Monday January 14, 2019
Surveillance Report Shows OPSS as Under Work
The U.K. Office for Product Safety and Standards (OPSS) is still ramping up to full capacity, according to a recent report on the nation's market surveillance activities.
That document (bit.ly/2AxQhdu), from the Department for Business, Energy & Industrial strategy explained, "OPSS has an operating budget of around £12 million per year for product safety when it is fully operational and is in the process of recruiting additional staff to focus on providing national capacity for product safety."
OPSS, it said, is "building capacity" for:
On the last goal – and on industry interaction generally – the report said OPSS efforts include identifying and contacting trade associations; engaging with industry; creating guidance and providing support materials on specific issues; and giving special attention to small businesses, both via proactive outreach and by reacting to inquiries.

TASK GOAL: In the OPSS article, what is the office's yearly operating budget for product safety once it is fully operational? Rely only on the OPSS article for what follows.

EXTRACTED ENTRIES:

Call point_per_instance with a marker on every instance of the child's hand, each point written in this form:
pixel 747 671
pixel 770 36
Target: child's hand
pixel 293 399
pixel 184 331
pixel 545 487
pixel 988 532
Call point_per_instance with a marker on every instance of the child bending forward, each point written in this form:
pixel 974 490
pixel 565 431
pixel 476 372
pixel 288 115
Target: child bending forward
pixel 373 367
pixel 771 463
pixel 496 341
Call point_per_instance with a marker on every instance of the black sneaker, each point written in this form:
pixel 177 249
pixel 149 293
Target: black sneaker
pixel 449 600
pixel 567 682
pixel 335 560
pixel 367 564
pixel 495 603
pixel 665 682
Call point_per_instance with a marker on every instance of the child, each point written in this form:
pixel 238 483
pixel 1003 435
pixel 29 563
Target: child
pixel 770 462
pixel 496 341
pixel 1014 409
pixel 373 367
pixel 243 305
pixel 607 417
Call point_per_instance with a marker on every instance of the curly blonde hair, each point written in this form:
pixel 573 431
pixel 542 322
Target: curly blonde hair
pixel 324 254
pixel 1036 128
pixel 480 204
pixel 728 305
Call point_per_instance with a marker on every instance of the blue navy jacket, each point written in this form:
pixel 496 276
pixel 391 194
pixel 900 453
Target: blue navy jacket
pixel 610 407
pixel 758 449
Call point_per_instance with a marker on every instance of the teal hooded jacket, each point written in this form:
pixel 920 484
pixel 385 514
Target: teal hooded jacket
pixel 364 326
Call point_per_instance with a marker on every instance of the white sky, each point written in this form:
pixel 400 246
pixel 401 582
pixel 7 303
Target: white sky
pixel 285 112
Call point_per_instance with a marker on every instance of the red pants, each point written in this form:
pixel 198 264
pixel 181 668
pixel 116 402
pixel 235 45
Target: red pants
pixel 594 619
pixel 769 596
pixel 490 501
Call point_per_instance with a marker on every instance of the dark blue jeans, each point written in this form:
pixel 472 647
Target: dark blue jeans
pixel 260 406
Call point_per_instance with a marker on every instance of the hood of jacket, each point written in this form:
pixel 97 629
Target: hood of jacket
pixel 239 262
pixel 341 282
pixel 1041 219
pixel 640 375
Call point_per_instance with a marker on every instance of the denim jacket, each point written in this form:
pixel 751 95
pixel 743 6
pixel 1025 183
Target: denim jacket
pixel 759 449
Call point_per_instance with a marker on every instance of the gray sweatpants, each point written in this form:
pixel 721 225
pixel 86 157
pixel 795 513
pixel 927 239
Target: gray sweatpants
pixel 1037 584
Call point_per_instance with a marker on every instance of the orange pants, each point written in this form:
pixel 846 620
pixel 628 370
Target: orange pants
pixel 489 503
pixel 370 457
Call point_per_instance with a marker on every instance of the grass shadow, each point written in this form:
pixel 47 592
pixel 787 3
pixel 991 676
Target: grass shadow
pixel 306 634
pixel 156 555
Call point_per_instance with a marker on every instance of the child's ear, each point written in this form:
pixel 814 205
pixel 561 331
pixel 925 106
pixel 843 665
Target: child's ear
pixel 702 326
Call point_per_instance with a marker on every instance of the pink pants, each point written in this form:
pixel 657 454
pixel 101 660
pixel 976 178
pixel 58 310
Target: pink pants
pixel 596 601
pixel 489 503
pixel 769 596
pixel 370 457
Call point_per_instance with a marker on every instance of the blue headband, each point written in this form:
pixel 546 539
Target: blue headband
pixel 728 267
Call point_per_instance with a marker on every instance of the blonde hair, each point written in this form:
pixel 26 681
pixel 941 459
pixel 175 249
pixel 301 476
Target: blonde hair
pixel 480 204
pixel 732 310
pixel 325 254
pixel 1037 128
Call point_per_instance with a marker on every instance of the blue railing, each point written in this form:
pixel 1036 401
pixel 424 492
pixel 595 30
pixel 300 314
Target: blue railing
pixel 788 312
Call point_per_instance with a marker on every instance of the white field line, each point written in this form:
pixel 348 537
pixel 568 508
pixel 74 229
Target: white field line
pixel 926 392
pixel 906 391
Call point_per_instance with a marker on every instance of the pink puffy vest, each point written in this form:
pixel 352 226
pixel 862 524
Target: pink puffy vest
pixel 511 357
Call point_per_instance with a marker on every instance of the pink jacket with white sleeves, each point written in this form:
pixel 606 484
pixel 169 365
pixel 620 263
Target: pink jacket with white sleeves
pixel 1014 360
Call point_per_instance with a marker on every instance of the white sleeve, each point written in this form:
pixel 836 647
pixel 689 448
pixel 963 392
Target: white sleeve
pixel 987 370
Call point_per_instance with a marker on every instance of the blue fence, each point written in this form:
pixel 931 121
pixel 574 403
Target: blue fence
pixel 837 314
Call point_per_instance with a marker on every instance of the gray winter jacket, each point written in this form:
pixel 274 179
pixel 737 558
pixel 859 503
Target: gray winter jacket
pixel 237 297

RESPONSE TO THE EXERCISE: Around £12 million per year.